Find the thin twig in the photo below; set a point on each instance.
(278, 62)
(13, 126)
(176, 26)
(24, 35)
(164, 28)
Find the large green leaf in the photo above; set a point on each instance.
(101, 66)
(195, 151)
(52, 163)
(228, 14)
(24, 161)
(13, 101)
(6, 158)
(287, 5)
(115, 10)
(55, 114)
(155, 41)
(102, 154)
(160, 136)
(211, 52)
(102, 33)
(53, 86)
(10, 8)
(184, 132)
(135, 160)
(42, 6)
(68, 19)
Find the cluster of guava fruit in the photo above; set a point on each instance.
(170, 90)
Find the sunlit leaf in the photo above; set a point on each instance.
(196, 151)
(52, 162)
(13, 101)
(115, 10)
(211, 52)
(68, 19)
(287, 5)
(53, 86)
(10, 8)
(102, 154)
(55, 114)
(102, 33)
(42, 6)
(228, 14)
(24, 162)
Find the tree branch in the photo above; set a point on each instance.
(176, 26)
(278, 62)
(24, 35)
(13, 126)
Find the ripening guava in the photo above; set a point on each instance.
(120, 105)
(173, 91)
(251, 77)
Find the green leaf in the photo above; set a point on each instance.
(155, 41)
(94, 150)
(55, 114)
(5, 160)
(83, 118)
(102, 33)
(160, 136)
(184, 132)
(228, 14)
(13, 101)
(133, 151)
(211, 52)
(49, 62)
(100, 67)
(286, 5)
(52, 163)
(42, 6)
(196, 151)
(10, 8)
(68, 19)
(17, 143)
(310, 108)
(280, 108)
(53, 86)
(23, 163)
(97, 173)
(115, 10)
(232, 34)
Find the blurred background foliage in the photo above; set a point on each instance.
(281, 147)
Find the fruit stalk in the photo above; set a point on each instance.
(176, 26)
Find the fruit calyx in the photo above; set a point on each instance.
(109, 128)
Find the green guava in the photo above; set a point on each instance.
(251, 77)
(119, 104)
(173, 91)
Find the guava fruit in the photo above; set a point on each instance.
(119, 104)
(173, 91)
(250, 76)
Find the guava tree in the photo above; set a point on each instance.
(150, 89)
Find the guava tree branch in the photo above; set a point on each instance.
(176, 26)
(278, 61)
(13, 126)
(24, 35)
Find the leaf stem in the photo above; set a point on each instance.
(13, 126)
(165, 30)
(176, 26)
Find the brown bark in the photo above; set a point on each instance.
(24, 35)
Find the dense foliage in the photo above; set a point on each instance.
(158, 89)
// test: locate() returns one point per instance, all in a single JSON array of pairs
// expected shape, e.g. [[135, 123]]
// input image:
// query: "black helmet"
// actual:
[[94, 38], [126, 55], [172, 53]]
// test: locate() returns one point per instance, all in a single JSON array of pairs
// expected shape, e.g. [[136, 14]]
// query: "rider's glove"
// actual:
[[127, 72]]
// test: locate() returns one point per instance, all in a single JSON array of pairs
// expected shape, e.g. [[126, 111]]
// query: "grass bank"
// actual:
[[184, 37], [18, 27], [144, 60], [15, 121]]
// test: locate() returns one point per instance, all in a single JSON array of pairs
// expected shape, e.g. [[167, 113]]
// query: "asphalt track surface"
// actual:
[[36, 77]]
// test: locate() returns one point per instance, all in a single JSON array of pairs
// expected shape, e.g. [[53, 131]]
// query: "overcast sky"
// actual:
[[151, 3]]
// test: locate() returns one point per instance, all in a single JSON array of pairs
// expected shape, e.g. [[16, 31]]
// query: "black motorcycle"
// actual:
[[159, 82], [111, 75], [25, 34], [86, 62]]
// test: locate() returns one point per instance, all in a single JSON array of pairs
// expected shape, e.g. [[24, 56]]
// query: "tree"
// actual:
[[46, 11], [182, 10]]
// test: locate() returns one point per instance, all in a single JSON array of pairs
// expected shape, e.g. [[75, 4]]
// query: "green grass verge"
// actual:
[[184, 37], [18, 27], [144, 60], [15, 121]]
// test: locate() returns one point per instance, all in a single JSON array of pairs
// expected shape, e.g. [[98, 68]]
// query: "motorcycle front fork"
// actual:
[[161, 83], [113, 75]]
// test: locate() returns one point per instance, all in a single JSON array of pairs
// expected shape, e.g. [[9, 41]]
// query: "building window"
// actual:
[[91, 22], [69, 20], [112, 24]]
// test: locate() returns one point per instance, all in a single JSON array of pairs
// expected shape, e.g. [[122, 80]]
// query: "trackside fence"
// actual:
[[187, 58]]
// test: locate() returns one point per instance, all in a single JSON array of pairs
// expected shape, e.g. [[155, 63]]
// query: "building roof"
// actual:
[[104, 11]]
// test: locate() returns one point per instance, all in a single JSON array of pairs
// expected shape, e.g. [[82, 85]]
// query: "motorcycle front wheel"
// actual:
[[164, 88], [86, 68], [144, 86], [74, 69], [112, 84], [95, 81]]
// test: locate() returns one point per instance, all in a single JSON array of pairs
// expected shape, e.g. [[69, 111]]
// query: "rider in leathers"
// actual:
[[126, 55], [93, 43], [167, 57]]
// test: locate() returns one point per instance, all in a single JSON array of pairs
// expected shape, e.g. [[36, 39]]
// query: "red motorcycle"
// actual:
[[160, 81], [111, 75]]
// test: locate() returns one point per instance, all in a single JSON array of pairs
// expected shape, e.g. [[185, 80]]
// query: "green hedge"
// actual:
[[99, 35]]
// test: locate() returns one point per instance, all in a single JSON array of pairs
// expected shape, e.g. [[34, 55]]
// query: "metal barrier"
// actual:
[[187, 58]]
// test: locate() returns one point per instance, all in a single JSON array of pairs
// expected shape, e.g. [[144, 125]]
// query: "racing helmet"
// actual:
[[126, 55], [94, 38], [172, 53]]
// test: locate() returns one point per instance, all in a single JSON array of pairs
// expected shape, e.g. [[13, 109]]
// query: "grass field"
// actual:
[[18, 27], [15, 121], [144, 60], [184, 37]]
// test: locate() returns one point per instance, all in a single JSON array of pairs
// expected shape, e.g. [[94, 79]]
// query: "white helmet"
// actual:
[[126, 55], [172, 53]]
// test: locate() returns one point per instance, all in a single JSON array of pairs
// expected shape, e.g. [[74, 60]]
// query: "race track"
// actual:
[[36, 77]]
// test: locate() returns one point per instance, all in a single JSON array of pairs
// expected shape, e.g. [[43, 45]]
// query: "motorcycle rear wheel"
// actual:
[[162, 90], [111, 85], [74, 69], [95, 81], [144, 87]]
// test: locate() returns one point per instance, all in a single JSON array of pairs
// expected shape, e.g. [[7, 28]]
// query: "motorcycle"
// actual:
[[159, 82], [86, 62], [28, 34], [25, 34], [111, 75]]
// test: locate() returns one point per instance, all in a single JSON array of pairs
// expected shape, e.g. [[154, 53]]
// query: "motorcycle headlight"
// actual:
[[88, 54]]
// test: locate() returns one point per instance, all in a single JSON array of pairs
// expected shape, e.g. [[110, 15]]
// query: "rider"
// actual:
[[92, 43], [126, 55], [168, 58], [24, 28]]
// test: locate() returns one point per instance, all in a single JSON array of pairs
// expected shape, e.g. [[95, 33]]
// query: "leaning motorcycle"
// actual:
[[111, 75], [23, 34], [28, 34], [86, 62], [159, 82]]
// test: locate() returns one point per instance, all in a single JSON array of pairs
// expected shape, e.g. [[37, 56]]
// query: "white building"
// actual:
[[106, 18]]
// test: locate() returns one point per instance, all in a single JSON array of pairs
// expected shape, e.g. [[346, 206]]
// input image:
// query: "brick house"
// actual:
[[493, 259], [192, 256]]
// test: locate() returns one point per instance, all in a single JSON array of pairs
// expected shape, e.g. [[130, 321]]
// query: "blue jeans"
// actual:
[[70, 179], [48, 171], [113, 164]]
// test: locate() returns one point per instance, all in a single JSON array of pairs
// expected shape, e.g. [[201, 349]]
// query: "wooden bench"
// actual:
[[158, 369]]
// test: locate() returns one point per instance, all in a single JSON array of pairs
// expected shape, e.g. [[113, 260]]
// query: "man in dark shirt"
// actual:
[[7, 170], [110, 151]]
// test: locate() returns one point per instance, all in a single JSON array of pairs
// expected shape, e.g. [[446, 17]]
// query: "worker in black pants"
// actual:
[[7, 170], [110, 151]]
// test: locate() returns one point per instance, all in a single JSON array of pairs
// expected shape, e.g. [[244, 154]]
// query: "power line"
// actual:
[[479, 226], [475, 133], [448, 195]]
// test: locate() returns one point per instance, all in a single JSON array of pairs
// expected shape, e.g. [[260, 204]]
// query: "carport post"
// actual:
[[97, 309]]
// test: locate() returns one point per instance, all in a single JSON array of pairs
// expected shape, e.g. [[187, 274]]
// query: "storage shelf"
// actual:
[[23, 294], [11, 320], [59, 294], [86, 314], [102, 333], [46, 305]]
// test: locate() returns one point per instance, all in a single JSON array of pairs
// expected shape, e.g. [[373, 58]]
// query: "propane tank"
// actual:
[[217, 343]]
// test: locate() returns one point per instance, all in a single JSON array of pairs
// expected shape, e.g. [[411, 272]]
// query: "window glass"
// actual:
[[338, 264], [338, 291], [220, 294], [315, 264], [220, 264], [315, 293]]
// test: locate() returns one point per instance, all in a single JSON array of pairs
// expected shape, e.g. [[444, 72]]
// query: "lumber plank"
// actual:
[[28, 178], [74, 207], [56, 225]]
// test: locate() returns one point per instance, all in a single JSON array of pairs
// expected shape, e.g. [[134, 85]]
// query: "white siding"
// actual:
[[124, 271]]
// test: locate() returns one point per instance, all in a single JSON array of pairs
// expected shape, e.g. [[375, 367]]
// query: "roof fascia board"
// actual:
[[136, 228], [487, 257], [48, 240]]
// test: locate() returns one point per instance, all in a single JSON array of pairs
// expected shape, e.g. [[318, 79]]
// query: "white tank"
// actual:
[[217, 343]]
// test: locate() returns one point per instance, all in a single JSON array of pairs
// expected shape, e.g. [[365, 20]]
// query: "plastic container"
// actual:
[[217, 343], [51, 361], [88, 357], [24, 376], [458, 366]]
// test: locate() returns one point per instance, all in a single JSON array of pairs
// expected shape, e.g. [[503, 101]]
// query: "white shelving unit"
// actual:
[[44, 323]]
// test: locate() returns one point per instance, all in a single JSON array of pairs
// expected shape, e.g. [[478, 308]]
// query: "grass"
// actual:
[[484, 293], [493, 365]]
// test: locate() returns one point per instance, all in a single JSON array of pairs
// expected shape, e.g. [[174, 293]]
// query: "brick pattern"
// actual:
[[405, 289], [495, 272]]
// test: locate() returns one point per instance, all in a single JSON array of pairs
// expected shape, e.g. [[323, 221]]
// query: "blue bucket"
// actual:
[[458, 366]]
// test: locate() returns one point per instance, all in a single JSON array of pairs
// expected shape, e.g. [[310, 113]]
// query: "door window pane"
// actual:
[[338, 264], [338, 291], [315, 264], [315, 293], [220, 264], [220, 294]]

● **Task objective**:
Say how many lines in the listing include the word "white", giving nothing but the number.

● **Answer space**:
5